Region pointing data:
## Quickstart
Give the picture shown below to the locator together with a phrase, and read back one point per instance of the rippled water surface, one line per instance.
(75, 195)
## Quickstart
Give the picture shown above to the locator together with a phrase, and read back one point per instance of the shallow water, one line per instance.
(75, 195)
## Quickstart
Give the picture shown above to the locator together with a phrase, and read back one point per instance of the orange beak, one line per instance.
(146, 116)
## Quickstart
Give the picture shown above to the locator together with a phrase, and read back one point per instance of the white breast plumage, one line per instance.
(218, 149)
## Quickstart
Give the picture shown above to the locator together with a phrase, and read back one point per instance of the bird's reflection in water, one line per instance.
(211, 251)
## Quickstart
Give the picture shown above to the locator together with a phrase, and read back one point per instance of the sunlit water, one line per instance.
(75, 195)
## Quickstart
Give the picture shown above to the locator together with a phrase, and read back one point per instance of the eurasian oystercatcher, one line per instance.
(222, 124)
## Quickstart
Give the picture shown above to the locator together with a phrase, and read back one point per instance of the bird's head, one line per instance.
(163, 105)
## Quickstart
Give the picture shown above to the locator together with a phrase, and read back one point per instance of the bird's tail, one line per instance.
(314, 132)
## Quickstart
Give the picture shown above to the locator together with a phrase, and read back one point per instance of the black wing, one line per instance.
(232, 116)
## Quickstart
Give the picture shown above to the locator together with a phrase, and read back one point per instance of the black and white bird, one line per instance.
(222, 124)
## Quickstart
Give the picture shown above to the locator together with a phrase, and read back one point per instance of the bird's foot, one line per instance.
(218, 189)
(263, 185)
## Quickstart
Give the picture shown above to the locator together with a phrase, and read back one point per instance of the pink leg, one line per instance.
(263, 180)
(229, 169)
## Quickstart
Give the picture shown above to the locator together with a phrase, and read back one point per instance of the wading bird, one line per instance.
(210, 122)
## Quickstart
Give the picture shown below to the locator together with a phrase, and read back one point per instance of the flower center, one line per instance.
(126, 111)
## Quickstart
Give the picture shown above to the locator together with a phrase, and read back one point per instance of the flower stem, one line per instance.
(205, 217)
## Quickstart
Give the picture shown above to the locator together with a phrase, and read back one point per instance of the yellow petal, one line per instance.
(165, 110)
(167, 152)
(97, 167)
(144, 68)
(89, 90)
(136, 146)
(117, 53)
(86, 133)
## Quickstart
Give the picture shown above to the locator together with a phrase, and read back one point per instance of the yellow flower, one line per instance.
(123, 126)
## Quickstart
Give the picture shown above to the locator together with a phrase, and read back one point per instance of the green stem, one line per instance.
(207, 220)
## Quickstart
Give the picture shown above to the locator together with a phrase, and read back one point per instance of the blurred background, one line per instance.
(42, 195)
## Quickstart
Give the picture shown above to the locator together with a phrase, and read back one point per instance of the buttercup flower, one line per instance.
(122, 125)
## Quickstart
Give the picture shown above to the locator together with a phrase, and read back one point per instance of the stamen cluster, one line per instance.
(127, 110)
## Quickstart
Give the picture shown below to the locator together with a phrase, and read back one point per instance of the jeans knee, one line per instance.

[What the task asks]:
Exactly as written above, reproduce all of the entries.

[Written response]:
## Quickstart
Give the picture shown below to the locator together with a phrase, and read back one point per instance of the rippled water surface, one line per instance.
(75, 195)
## Quickstart
Give the picture shown above to the locator together with a phrase, and read back one point per instance of the shallow water, one line per instance.
(75, 195)
## Quickstart
Give the picture shown above to the locator together with a phrase, and read back one point per instance of the orange beak, one line per instance.
(146, 116)
## Quickstart
Give the picture shown above to the locator together with a phrase, and read back one point per instance of the white breast plumage, one line per instance.
(218, 149)
## Quickstart
Give the picture shown above to the locator together with a phrase, and read back one point per instance of the bird's reflection in water, one line per instance.
(211, 251)
## Quickstart
Give the picture shown above to the locator together with a phrase, and read back one point per instance of the sunlit water, one line per instance.
(75, 195)
## Quickstart
Give the picture shown above to the locator together with a phrase, and read back one point per instance of the eurasian oystercatcher, one line per instance.
(222, 124)
## Quickstart
Give the picture shown above to the locator together with a phrase, and read back one point per instance of the bird's head, one line per instance.
(163, 105)
## Quickstart
Give the picture shown above to the locator together with a phrase, and read back one point per instance of the bird's tail, one line per instance.
(314, 132)
## Quickstart
Give the picture shown above to the locator together with a phrase, and read back one point per instance of the black wing, one line per instance.
(232, 116)
## Quickstart
Give the picture shown above to the locator together with a phrase, and read back one point per instance of the black and white bird, one line per instance.
(222, 124)
## Quickstart
Give the picture shown above to the locator together with a phrase, and read back one point per instance of the bird's foot, one line per instance.
(218, 189)
(263, 185)
## Quickstart
Give the picture shown above to the locator together with a phrase, and read back one point per instance of the pink leg, one line per instance.
(263, 180)
(229, 169)
## Quickstart
Give the picture shown above to the locator together with a phrase, and read back one point per instance of the wading bird, one line per instance.
(210, 122)
## Quickstart
Give the picture shown below to the locator together with a phrase, and read back one point per instance of the flower center, one line per instance.
(126, 111)
## Quickstart
Give the picture shown above to the locator together with a phrase, and read back one point per instance of the flower stem, one line per instance.
(205, 217)
## Quickstart
Give the picture shown above to the locator together with a phrase, and read back one point per instance of the yellow petal, one line per instance.
(165, 110)
(167, 152)
(97, 167)
(144, 68)
(89, 90)
(136, 146)
(117, 53)
(86, 133)
## Quickstart
Give the picture shown above to the locator together with a phrase, and read back one point per instance of the yellow flower, one line per instance.
(123, 126)
## Quickstart
Give the picture shown above to the locator together with a phrase, and read back one point per instance of the green stem, one line per instance.
(207, 220)
## Quickstart
Give the picture shown above to the locator together with a phrase, and read back one point per instance of the blurred background, one line per instance.
(42, 195)
## Quickstart
Give the picture shown above to the locator together with a phrase, and read back one point per instance of the buttercup flower, one line per instance.
(122, 125)
## Quickstart
Give the picture shown above to the locator together with a phrase, and read back one point per instance of the stamen cluster, one line per instance.
(127, 110)
## Quickstart
Give the picture shown below to the locator together with a phrase, and read back one point per instance of the jeans knee, one line per instance.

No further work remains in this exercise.